** Start of Records provided **

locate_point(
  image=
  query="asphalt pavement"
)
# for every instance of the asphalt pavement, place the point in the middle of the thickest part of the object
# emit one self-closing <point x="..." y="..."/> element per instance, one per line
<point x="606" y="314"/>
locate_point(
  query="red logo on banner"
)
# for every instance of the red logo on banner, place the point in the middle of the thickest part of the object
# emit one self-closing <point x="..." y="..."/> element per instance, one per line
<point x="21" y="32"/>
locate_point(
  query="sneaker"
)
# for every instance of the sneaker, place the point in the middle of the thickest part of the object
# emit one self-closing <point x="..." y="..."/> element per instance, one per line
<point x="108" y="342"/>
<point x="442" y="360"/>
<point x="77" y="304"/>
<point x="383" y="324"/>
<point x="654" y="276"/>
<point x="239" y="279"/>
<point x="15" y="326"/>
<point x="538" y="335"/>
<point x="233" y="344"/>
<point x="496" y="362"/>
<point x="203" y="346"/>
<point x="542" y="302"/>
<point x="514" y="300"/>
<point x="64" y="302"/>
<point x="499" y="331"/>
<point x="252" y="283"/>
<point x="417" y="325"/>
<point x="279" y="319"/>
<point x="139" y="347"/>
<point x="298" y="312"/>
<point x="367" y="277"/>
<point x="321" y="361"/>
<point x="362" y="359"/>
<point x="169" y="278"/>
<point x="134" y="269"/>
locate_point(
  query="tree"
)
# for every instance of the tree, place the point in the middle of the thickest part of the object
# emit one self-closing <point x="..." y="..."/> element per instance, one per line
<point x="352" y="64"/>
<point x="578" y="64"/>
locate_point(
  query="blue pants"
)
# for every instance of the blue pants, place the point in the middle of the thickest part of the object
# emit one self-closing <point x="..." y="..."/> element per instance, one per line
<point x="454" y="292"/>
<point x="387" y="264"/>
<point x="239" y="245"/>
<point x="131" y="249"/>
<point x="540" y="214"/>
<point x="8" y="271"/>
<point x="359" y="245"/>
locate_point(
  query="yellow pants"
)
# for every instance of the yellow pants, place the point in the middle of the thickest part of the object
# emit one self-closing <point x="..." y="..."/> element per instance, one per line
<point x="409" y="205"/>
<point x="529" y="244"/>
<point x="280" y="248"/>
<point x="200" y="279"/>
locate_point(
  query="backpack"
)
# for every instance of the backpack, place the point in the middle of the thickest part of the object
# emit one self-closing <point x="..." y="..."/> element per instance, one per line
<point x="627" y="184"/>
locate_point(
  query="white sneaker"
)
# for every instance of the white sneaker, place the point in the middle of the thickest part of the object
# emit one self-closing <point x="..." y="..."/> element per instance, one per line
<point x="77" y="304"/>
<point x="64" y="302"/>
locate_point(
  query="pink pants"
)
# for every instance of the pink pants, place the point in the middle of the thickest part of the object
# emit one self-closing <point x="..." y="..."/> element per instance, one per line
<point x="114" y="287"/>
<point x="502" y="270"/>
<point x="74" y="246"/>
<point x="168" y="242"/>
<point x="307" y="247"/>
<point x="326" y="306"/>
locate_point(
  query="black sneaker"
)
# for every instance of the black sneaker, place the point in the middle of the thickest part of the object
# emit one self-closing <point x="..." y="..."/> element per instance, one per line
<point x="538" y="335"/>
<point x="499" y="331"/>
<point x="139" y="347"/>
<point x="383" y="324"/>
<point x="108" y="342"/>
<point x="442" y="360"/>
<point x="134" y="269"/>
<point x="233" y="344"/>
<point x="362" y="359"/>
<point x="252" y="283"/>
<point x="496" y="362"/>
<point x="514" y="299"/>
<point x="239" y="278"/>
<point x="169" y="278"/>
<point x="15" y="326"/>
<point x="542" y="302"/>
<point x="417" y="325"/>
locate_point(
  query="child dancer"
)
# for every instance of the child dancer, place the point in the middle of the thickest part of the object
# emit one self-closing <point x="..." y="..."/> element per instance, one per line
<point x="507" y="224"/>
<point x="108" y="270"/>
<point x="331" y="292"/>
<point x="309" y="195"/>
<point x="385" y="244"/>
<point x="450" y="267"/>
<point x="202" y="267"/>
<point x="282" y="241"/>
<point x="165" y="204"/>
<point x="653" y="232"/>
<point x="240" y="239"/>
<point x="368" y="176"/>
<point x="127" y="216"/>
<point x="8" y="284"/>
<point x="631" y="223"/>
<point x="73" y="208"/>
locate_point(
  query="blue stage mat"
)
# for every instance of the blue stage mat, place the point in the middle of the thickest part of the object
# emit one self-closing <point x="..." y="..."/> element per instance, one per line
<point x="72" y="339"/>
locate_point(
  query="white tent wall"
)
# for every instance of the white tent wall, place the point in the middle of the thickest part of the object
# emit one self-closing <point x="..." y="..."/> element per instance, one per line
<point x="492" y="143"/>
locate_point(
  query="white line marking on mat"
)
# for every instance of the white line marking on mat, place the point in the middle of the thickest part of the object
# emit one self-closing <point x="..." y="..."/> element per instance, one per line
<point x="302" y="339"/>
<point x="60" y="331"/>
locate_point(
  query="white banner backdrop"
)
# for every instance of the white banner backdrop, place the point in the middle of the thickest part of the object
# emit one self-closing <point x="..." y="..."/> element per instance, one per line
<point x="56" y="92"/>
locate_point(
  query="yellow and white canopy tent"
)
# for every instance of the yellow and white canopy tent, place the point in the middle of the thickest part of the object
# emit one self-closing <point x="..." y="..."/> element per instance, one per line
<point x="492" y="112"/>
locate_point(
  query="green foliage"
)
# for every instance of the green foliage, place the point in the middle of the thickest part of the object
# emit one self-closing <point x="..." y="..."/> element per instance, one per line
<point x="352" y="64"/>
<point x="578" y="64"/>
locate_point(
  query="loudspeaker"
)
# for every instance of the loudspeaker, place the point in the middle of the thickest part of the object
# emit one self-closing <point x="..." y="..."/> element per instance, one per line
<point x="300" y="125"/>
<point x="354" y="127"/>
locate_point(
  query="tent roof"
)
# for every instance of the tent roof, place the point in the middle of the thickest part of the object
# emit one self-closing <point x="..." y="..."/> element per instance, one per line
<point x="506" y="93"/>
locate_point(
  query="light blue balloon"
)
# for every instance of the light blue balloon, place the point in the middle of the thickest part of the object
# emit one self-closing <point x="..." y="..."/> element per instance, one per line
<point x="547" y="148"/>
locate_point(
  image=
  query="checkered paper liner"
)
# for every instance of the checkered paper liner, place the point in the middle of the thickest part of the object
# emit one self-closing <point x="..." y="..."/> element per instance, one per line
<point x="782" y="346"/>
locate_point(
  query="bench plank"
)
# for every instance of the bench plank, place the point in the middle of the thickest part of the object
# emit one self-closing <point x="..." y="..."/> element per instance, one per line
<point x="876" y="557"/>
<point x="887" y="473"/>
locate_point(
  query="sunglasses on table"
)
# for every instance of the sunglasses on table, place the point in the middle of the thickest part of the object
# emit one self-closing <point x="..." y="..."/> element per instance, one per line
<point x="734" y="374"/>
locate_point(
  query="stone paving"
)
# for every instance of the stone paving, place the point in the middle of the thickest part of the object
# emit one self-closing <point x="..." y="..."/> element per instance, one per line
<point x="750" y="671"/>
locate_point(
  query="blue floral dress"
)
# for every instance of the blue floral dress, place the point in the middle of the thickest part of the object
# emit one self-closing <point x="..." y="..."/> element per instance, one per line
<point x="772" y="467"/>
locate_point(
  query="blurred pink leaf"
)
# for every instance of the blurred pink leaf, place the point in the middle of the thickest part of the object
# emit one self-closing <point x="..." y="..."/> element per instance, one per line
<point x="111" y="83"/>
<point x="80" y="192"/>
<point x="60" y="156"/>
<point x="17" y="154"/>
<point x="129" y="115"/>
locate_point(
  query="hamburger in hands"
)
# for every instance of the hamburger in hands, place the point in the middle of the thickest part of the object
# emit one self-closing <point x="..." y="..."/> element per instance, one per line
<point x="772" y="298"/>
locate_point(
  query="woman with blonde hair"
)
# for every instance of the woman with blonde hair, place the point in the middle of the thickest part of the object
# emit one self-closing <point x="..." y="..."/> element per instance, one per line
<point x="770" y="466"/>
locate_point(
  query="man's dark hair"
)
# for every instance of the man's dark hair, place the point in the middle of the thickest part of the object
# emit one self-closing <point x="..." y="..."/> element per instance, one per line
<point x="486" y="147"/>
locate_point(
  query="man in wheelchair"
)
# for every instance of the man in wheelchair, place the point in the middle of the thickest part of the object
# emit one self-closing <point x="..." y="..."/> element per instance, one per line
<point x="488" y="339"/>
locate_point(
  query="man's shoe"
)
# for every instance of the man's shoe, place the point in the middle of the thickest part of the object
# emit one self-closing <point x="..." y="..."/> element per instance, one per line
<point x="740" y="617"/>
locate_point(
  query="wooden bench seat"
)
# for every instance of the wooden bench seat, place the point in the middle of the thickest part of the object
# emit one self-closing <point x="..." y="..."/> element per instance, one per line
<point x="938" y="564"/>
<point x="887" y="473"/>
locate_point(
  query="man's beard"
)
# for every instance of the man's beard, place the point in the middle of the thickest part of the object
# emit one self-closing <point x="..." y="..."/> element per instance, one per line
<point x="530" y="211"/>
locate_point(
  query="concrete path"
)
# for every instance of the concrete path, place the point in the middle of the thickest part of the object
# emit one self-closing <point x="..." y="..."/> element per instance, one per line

** End of Records provided **

Pull out each line of the rows above that contains the word "balloon" and list those lines in order.

> **Response to this exercise**:
  query="light blue balloon"
# for every instance of the light blue balloon, place the point in the middle of the thickest part of the object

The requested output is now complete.